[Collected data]
'''

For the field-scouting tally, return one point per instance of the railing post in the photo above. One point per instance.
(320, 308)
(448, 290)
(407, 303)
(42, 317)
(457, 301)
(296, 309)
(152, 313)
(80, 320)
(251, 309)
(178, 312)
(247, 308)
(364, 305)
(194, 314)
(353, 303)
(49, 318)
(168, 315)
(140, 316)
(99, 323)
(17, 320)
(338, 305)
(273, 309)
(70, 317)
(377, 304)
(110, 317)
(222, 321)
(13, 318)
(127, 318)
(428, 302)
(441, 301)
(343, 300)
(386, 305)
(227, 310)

'''

Reproduce every line of the entries, requests included, and shift each coordinate pair in the answers by adding 121 to both of its numbers.

For the field-scouting tally, return one point per instance of the railing post in the photo above. One point per instance.
(441, 429)
(569, 411)
(528, 424)
(163, 438)
(578, 422)
(417, 430)
(273, 434)
(201, 441)
(372, 430)
(299, 433)
(368, 429)
(485, 426)
(315, 435)
(474, 424)
(170, 439)
(289, 436)
(261, 437)
(220, 444)
(138, 441)
(459, 426)
(394, 430)
(191, 438)
(498, 425)
(231, 438)
(343, 442)
(134, 439)
(248, 439)
(549, 423)
(562, 422)
(464, 421)
(507, 426)
(348, 431)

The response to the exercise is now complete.